— Teks yang Diberikan —
Salah satu kelemahan manusia ialah pandangannya yang pendek. Allah
berfirman: “Sekali-kali janganlah demikian. Sebenarnya kamu (hai
manusia) mencintai kehidupan dunia, Dan meninggalkan (kehidupan)
akhirat.”
Karenanya kita gampang tergoda terhadap hal-hal yang
kurang hakiki. Dosa, tidak lain adalah demikian, sesuatu yang dalam
jangka pendek membawa kesenangan, tetapi dalam jangka panjang membawa
kehancuran. Ini dikarenakan efek kelemahan manusia yang tidak sanggup
melihat akibat perbuatannya dalam jangka panjang. Jadi kelemahan manusia
adalah mudah tergoda, tidak memiliki pengendalian diri yang kuat.
Dalam hal ini kita dapat menengok sejarah Nabi Adam dan Ibu Hawa.

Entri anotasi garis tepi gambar
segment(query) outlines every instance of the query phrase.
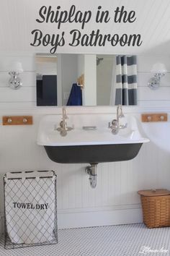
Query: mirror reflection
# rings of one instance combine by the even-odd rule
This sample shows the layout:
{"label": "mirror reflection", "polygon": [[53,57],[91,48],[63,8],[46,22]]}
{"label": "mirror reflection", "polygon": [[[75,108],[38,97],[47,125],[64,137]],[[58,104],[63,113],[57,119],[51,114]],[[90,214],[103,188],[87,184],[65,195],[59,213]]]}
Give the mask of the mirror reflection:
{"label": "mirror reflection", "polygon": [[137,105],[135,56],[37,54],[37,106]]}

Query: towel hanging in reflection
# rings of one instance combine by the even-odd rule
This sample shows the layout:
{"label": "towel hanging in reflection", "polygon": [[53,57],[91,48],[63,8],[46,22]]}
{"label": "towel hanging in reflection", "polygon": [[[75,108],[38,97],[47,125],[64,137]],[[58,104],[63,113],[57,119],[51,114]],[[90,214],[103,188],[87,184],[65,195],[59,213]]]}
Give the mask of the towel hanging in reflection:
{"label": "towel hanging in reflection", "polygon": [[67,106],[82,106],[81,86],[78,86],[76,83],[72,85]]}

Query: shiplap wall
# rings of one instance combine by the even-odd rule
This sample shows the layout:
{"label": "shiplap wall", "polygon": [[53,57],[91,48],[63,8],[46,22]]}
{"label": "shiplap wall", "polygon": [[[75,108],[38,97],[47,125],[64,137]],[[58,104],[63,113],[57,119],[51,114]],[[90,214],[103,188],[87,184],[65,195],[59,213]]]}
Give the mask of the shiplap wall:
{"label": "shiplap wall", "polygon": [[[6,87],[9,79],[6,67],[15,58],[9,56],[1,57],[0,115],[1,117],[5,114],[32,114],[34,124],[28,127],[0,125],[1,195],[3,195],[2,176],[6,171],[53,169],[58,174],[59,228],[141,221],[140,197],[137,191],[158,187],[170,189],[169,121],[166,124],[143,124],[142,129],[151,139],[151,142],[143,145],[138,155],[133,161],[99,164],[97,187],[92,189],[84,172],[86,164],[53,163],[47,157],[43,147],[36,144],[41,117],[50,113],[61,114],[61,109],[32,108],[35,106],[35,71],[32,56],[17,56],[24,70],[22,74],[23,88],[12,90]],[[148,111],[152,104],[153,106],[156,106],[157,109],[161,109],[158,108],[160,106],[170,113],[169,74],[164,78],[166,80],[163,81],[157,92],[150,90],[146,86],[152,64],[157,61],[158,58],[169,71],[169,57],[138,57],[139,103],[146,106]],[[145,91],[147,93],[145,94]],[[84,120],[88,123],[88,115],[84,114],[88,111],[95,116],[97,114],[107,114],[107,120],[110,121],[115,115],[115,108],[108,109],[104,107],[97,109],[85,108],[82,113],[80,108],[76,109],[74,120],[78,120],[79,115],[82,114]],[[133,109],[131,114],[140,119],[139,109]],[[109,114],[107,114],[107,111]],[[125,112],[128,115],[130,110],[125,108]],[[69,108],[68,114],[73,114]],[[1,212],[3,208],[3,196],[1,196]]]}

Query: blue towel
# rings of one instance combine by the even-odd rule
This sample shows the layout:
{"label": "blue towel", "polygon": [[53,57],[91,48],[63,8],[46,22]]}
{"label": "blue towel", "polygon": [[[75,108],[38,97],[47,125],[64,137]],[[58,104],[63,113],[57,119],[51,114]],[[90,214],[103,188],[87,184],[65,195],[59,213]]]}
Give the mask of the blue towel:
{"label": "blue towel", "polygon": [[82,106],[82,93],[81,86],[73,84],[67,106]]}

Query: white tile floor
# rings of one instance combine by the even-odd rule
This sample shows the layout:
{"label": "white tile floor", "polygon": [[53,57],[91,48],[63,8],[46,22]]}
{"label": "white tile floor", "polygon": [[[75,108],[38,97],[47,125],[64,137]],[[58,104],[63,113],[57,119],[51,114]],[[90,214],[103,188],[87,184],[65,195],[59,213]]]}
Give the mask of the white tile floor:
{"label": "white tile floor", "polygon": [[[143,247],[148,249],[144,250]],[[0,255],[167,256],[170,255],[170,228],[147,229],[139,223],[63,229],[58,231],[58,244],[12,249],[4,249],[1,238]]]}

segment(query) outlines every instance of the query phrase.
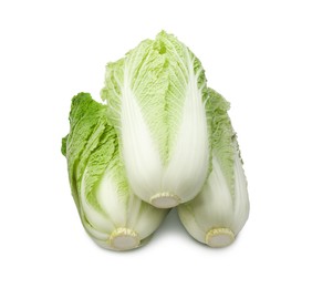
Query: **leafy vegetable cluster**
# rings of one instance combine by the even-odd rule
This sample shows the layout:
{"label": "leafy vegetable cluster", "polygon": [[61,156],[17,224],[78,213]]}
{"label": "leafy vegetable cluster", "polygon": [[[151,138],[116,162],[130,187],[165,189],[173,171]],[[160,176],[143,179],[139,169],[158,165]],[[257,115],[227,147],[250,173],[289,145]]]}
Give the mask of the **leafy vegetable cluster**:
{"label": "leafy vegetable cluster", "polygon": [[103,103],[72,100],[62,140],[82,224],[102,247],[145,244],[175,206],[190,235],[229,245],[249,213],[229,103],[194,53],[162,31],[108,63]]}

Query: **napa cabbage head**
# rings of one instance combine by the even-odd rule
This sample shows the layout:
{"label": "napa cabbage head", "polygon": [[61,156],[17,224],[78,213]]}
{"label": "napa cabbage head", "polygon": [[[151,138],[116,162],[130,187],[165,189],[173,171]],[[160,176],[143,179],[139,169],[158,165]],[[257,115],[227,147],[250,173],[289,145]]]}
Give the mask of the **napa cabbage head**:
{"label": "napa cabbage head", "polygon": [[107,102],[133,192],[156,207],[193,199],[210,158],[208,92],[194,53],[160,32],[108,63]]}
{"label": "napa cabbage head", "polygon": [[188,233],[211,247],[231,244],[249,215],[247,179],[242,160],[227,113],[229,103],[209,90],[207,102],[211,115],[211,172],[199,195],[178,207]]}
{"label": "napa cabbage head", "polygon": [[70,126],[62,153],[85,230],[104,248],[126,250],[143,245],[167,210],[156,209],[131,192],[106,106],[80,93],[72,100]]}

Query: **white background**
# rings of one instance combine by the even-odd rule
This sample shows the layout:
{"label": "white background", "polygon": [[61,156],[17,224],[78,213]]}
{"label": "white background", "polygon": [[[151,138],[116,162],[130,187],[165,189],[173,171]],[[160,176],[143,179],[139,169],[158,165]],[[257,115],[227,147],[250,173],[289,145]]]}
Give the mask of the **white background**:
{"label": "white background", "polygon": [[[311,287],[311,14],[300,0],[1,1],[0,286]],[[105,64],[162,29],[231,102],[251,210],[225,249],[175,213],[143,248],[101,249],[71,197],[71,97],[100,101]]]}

— Tujuan Tugas —
Tuliskan kembali seluruh teks tentang kelemahan manusia tanpa mengubah satu kata pun.

— Jawaban —
Salah satu kelemahan manusia ialah pandangannya yang pendek. Allah
berfirman: “Sekali-kali janganlah demikian. Sebenarnya kamu (hai
manusia) mencintai kehidupan dunia, Dan meninggalkan (kehidupan)
akhirat.”
Karenanya kita gampang tergoda terhadap hal-hal yang
kurang hakiki. Dosa, tidak lain adalah demikian, sesuatu yang dalam
jangka pendek membawa kesenangan, tetapi dalam jangka panjang membawa
kehancuran. Ini dikarenakan efek kelemahan manusia yang tidak sanggup
melihat akibat perbuatannya dalam jangka panjang. Jadi kelemahan manusia
adalah mudah tergoda, tidak memiliki pengendalian diri yang kuat.
Dalam hal ini kita dapat menengok sejarah Nabi Adam dan Ibu Hawa.